## What to do
Your task is to write out the complete listing exactly as it is shown.

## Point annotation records
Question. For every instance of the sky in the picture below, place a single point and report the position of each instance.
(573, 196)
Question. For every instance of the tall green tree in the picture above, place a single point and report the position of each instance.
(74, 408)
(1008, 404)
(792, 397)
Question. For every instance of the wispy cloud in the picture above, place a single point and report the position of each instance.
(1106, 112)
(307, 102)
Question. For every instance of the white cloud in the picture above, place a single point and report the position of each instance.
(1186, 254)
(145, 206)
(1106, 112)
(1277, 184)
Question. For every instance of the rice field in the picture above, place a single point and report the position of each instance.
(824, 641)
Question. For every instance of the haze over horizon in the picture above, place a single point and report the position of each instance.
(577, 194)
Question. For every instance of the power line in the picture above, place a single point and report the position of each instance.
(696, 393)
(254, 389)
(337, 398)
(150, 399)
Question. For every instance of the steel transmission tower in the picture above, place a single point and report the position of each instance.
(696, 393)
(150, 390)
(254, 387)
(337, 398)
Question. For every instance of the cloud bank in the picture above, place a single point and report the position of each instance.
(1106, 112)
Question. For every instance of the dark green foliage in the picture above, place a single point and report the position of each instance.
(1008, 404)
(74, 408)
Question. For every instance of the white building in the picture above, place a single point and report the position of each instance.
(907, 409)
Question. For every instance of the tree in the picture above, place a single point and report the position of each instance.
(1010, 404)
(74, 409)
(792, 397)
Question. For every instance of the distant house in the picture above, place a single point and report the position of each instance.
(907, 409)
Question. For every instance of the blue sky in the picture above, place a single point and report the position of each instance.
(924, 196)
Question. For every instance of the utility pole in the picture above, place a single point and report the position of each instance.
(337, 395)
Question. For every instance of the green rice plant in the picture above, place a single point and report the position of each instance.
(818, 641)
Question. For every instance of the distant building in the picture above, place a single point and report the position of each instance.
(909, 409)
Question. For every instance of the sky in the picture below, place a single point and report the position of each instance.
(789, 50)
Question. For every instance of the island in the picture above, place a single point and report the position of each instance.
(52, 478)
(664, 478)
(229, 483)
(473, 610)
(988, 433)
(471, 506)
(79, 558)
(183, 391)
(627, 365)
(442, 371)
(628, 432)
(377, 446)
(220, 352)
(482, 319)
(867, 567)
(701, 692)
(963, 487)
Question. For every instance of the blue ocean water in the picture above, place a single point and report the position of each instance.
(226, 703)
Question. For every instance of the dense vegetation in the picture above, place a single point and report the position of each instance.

## Output for this exercise
Question. For every instance of the sky in the picture below, place a single point and report the position of each instance.
(573, 196)
Question. For every instance of the tall green tree in the picture above, place a single point and report the position of each instance.
(74, 408)
(1008, 404)
(792, 397)
Question. For every instance of the wispy cloud in the picture above, place a single point and report the position of each instance.
(1106, 112)
(307, 102)
Question. For every instance of the white cloud in the picture above, place a single point and report the position of each instance.
(1186, 254)
(145, 206)
(1106, 112)
(1277, 184)
Question. For every instance of the rice field in the picture above, place a single point and report the position of each instance.
(824, 641)
Question. For every instance of the haze over horizon in the picture above, place a single point and report the position of each instance.
(577, 194)
Question. For every instance of the power line in the picture above, place a single point and report the position of each instance.
(696, 393)
(254, 389)
(337, 398)
(150, 399)
Question. For every instance of the steel transmission tower in the picture above, place a single point and report the position of each instance.
(696, 393)
(150, 390)
(254, 387)
(337, 398)
Question. For every instance of the cloud bank in the picture above, place a single point and report the position of each instance.
(1106, 112)
Question. For every instance of the dark green foliage in the picture above, place a single point and report the position of each instance.
(1008, 404)
(74, 408)
Question. For every instance of the white building in the picture above, place a single point and report the position of each instance.
(907, 409)
Question. For every instance of the tree in the picture above, place a single point and report the position of each instance.
(1010, 404)
(74, 409)
(792, 397)
Question. For every instance of the distant house in the picture above, place a single point and report the position of each instance.
(907, 409)
Question. For every instance of the blue sky in the picture above, place a single point and report the position of each instance.
(924, 196)
Question. For every instance of the utility pole in the picture above, place a single point and report the position of each instance.
(337, 395)
Question. For every instance of the green rice plant in the picture above, place a single point and report the position of each instance.
(818, 641)
Question. For every instance of the distant building in the picture above, place a single point and report the position of each instance.
(909, 409)
Question. For every instance of the sky in the picture below, place a single point and report the position of each instance.
(789, 50)
Question. For every instance of the island in the picture above, place a single point and report the position of each instance.
(52, 478)
(664, 478)
(229, 483)
(473, 610)
(988, 433)
(471, 506)
(79, 558)
(183, 391)
(627, 365)
(442, 371)
(628, 432)
(377, 446)
(220, 352)
(482, 319)
(867, 567)
(701, 692)
(963, 487)
Question. For every instance of the blue ocean water in the picture above, place a single point and report the position of each instance.
(226, 703)
Question. For every instance of the dense vegetation in the picture above, place a single point and report the position of each instance.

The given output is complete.